* [Supplied text]:
HTLGI2012: Reverse Manichaeism

June 10, 2012

This slogan is one of singularly most stupid ones I have ever seen on a badge or a T-shirt.  Manichaeism developed in Persia and sees a conflict between the good world of light and the evil world of darkness.  It manifested itself in the Albigensian heresy which was subject to a particularly brutal crusade in its Cathar manifestation.  I've argued (as have many others) that a lot of Western, and in particular US thinking is profoundly Manichaean in nature, its a series of either/or positions in which one side is evil and the other side is good.  It can produce some craziness, think of Sadam being “good” when at war with Iran, but the “evil”.  Personally I think he was pretty nasty throughout, but under this definition good means “for us” and bad means “against us” which is especially cruel when what is for or against us can change overnight.

* [Problems]:
**a.** From the Manichaeism post, return the part that opens with the words containing "June 10, 2012" and closes with "can change overnight.".
**b.** Decide whether each statement agrees with the Manichaeism post, answering yes or no and quoting the words of the post that settle it: (i) Manichaeism developed in Persia. (ii) The writer claims to be alone in arguing that much Western thinking is Manichaean. (iii) The writer rates the slogan among the cleverest ever seen on a badge or T-shirt.

* [Dataset section]:
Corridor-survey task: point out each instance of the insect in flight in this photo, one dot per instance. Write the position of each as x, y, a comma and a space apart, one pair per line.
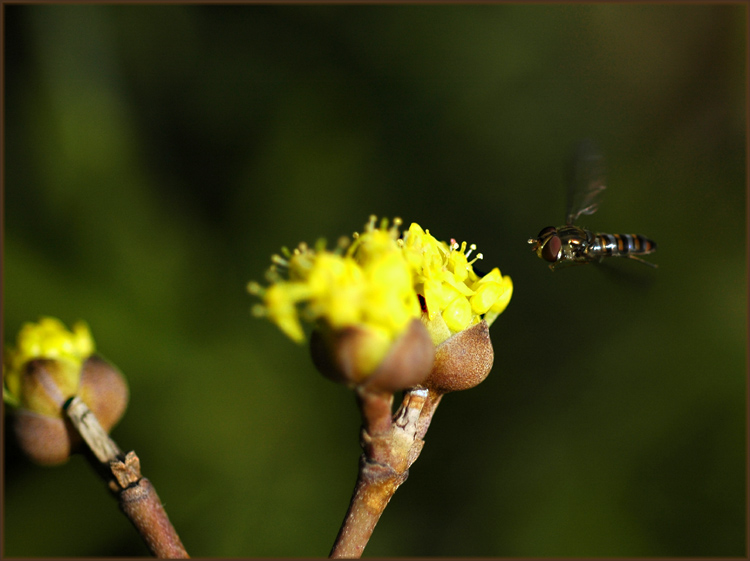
573, 245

* [Complete answers]:
**a.**
June 10, 2012

This slogan is one of singularly most stupid ones I have ever seen on a badge or a T-shirt.  Manichaeism developed in Persia and sees a conflict between the good world of light and the evil world of darkness.  It manifested itself in the Albigensian heresy which was subject to a particularly brutal crusade in its Cathar manifestation.  I've argued (as have many others) that a lot of Western, and in particular US thinking is profoundly Manichaean in nature, its a series of either/or positions in which one side is evil and the other side is good.  It can produce some craziness, think of Sadam being “good” when at war with Iran, but the “evil”.  Personally I think he was pretty nasty throughout, but under this definition good means “for us” and bad means “against us” which is especially cruel when what is for or against us can change overnight.

**b.**
(i) Yes: "Manichaeism developed in Persia"
(ii) No: "I've argued (as have many others)"
(iii) No: "This slogan is one of singularly most stupid ones I have ever seen on a badge or a T-shirt."